(Try it):
Up to and including the line with "of the human", please reproduce the lines below exactly, beginning with the first.

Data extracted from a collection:
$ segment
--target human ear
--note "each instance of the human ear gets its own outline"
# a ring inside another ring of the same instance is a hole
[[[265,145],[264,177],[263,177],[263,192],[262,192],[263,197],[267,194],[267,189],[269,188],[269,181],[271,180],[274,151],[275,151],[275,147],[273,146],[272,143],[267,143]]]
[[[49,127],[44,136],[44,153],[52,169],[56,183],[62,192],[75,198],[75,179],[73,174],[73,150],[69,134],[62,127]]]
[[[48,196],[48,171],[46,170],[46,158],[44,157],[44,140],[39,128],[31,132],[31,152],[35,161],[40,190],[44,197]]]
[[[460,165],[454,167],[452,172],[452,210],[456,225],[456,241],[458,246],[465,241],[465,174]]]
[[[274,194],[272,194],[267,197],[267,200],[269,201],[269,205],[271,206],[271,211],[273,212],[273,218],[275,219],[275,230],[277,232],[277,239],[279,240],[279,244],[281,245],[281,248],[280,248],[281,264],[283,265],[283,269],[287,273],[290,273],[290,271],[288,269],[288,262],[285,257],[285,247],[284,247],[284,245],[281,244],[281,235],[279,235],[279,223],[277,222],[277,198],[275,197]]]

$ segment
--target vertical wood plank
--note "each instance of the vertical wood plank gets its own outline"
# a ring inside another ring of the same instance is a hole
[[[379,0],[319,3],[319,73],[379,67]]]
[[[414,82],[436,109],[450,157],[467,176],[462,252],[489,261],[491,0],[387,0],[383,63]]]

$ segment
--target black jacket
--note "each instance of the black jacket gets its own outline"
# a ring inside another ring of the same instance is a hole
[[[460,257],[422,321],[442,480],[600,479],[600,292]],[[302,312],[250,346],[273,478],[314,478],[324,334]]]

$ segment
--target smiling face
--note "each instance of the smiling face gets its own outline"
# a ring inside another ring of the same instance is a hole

(Solution to the problem):
$ segment
--target human ear
--note "each instance of the human ear gets its own outline"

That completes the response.